• [PROMPT]:
Return the portion of the passage below on the German occupation of Salonica between "The beginning of" and "taken had died.", inclusive, copied without any change.

• [PASSAGE PROVIDED]:
* * * * * * * * *
Meanwhile, a new quisling newspaper had begun to make its appearance, the “New Europe” (Néa Evropi), which devoted a great deal of its space to anti-Semitic propaganda in the full Goebbels style. But, clearly, everything was going to be done in an orderly fashion. The Germans even nominated a new president of the community to transmit their orders; and when the soi-disant Prime Minister, General Tsolacoglou, visited the city, he gave comforting reassurances to a Jewish deputation which waited on him.
For over a year no specific anti-Jewish regulations were applied. There were occasional cases of assault, Jews were arrested or even executed on other charges (e.g., of Communism, after the invasion of Russia), and there was terrible economic distress. But nothing was done against the Jewish community as such; and a false sense of security had begun to spread.
The beginning of the persecution was in a disguised form, as was the Nazi practice. It came in the summer of 1942 on Saturday, July 11, when orders were issued for all adult male Jews between the ages of eighteen and forty-five to present themselves to be enrolled for forced labor at Liberty Square, where in 1908 the Young Turks had proclaimed the new regime for all the peoples of the Ottoman Empire. Here they were kept, packed together under the broiling sun, until the afternoon, surrounded by companies of soldiers armed with machine guns, the slightest movement being savagely punished. Many were sent off immediately to malaria-stricken areas where they worked in the sun ten hours a day, with inadequate rations. Within ten weeks, 12 per cent of those taken had died.
Ultimately, after prolonged negotiations, the Germans agreed to exempt the Jews from forced labor in return for a ransom of two and a half billion drachmae, equivalent to about 40,000 US gold dollars. The bulk of the sum was raised, with enormous difficulty. It seemed that the community was saved.
However, there were in the following months more and more expropriations and seizures of Jewish businesses, warehouses, and property. This culminated when, in December 1942, the ancient cemetery, containing nearly half a million graves and dating back certainly to the 15th century, was expropriated and thus became a quarry for the entire city; tombstones of inestimable historic value, as well as those erected by persons still alive, were removed regardless of age or associations, and can still be seen all over the city used as paving stones, or even to line latrines.
Throughout Europe, the Nazi authorities showed a somewhat paradoxical interest in Jewish libraries, intellectual treasures, and ritual objects: partly because what was valuable could be sold (even if it first had to be melted down), partly because they were engaged in building up at Frankfort, for anti-Semitic purposes, what was rapidly becoming the world’s greatest Jewish research library. The ancient fame of Salonica attracted special attention; and not long after the German occupation a section of the Kommando Rosenberg, which supervised this important matter, installed itself in the former American consulate, its work being under the direction of a not incompetent scholar, Dr. J. Pohl, director of the Hebrew section of the Frankfort Institute. All the libraries and synagogues of Salonica were now raided and their treasures seized, packed, and dispatched northward by these perverted collectors. (It is even said that they included in their number expert forgers, who introduced material for anti-Jewish libels in their booty whenever it was possible.) It was noticed that some of these “experts” looked at everything from the point of view of German history. They were making frenzied inquiries into the exact position of the ghetto that they assumed had once existed in Salonica, and seemed disappointed when they discovered that in this quasi-Jewish city, which had formed part of the tolerant Turkish Empire, there had never been (and indeed could not have been) anything of the sort. Why this exaggerated antiquarian interest? The reason was very soon to become apparent.
* * * * * * * * *
• [DATA LISTING]:

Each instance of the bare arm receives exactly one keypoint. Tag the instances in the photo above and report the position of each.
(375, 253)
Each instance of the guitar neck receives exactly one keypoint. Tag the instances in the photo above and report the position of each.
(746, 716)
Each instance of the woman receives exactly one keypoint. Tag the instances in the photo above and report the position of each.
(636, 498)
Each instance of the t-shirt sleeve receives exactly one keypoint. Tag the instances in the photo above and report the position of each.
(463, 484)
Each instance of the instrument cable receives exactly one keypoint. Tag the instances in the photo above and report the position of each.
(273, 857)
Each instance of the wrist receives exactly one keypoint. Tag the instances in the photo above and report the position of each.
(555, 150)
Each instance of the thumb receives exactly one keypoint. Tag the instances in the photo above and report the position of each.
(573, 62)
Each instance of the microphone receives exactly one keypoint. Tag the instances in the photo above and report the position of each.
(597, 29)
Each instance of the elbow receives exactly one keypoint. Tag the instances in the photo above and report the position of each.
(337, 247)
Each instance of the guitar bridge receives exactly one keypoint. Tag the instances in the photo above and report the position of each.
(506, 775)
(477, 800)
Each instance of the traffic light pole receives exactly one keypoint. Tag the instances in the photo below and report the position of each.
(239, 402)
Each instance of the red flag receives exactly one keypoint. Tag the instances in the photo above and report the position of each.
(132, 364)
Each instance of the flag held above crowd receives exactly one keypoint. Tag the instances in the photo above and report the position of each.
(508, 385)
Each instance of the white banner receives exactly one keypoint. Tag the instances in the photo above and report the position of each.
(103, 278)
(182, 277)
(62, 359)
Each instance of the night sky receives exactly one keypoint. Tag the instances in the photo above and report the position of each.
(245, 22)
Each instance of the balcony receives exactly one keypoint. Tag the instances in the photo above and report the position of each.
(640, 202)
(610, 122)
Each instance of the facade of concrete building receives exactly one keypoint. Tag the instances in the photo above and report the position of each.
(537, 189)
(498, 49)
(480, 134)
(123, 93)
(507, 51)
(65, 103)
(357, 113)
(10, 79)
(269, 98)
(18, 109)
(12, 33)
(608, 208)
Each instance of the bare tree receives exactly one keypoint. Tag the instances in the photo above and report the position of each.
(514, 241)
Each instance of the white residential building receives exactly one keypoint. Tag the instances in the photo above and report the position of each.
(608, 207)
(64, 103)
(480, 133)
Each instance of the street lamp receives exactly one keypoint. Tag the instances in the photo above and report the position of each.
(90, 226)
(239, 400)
* * * * * * * * *
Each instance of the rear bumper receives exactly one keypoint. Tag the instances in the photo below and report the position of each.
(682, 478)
* * * * * * * * *
• [COMPLETED EXERCISE]:
The beginning of the persecution was in a disguised form, as was the Nazi practice. It came in the summer of 1942 on Saturday, July 11, when orders were issued for all adult male Jews between the ages of eighteen and forty-five to present themselves to be enrolled for forced labor at Liberty Square, where in 1908 the Young Turks had proclaimed the new regime for all the peoples of the Ottoman Empire. Here they were kept, packed together under the broiling sun, until the afternoon, surrounded by companies of soldiers armed with machine guns, the slightest movement being savagely punished. Many were sent off immediately to malaria-stricken areas where they worked in the sun ten hours a day, with inadequate rations. Within ten weeks, 12 per cent of those taken had died.